▶ [Excerpt]:
— start —

The state is on the hook for $42 billion in unfunded pension, health care, and other retirement benefit liabilities for state employees. Folwell is worried about promises the state has made to its teachers and employees. He addressed those concerns Tuesday, Feb. 4, in his monthly “Ask Me Anything” teleconference.

North Carolina can afford to borrow $11 billion over the next 10 years, according to the 2020 Debt Affordability Study. Gov. Roy Cooper wants to begin using that credit by borrowing $3.9 billion to build and restore schools and sewer systems.

North Carolina’s public schools need an estimated $8 billion in renovations and construction. Its aging sewer systems will require between $17 billion and $26 billion in the next two decades, according to a 2017 water infrastructure report.

“We must build schools to get our children out of trailers and reduce class sizes, and a bond now at extremely low interest rates is affordable and necessary,” Cooper said in a news release.

But the state’s $42 billion in unfunded liabilities could cost state employees some of their benefits, or the state its ability to affordably borrow money, says Joseph Coletti, John Locke Foundation senior fellow.

— end —

▶ [Extracted entries]:
— start —

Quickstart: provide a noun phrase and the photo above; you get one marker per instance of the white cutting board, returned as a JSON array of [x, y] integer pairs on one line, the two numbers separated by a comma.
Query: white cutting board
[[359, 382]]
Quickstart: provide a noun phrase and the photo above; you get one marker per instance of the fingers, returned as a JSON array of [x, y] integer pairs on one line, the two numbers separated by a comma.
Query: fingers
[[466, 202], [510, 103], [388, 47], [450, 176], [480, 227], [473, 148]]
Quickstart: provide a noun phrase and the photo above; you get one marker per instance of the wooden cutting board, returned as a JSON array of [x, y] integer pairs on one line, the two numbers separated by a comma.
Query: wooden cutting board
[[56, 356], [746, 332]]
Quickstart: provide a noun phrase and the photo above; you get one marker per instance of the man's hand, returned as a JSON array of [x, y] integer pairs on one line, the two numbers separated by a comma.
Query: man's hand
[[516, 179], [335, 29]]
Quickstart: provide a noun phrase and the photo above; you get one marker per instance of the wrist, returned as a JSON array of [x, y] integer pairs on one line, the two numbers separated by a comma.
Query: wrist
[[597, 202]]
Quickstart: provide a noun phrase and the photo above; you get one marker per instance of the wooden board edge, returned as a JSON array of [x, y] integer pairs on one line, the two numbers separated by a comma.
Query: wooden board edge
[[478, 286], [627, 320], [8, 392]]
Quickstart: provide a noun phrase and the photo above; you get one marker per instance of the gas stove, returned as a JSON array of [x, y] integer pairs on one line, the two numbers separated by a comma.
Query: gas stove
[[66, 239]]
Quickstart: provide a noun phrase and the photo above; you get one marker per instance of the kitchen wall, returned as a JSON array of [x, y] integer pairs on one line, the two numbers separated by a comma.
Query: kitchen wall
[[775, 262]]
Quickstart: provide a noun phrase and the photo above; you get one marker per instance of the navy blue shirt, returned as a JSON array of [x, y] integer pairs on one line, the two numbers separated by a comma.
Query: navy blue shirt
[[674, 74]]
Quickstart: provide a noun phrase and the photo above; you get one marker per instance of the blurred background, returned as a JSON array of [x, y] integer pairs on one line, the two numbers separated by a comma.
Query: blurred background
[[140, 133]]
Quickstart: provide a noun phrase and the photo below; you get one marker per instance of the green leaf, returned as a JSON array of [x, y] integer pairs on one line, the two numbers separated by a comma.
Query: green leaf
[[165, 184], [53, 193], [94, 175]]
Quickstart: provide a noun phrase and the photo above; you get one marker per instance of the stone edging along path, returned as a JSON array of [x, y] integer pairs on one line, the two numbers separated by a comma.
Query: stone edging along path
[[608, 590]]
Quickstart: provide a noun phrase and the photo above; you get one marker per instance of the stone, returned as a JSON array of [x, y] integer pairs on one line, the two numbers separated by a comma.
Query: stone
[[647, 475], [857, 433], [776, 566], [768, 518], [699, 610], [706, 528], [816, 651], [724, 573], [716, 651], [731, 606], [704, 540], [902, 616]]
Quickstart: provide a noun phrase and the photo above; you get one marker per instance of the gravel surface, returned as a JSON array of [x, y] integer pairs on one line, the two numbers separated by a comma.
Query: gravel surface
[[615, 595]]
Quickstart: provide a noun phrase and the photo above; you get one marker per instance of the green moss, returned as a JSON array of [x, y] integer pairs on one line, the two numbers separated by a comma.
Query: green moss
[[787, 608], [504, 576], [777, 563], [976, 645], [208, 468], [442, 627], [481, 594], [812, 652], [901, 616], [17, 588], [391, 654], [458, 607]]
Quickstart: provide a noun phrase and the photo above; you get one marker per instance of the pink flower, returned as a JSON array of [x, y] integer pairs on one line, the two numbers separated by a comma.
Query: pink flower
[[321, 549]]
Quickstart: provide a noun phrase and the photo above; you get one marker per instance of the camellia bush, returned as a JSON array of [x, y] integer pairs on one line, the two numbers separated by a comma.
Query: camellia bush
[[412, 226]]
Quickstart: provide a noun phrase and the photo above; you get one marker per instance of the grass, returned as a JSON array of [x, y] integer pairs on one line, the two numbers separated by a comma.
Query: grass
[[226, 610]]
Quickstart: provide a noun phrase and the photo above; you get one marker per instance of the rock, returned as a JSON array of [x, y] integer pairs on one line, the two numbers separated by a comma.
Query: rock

— end —

▶ [Short exercise A]:
According to the 2020 Debt Affordability Study cited in the North Carolina borrowing excerpt, how much can the state afford to borrow over the next 10 years?
▶ [Short exercise B]:
Please copy the part of the North Carolina borrowing excerpt between "The state is" and "water infrastructure report.", inclusive.

▶ [Answer A]:
$11 billion

▶ [Answer B]:
The state is on the hook for $42 billion in unfunded pension, health care, and other retirement benefit liabilities for state employees. Folwell is worried about promises the state has made to its teachers and employees. He addressed those concerns Tuesday, Feb. 4, in his monthly “Ask Me Anything” teleconference.

North Carolina can afford to borrow $11 billion over the next 10 years, according to the 2020 Debt Affordability Study. Gov. Roy Cooper wants to begin using that credit by borrowing $3.9 billion to build and restore schools and sewer systems.

North Carolina’s public schools need an estimated $8 billion in renovations and construction. Its aging sewer systems will require between $17 billion and $26 billion in the next two decades, according to a 2017 water infrastructure report.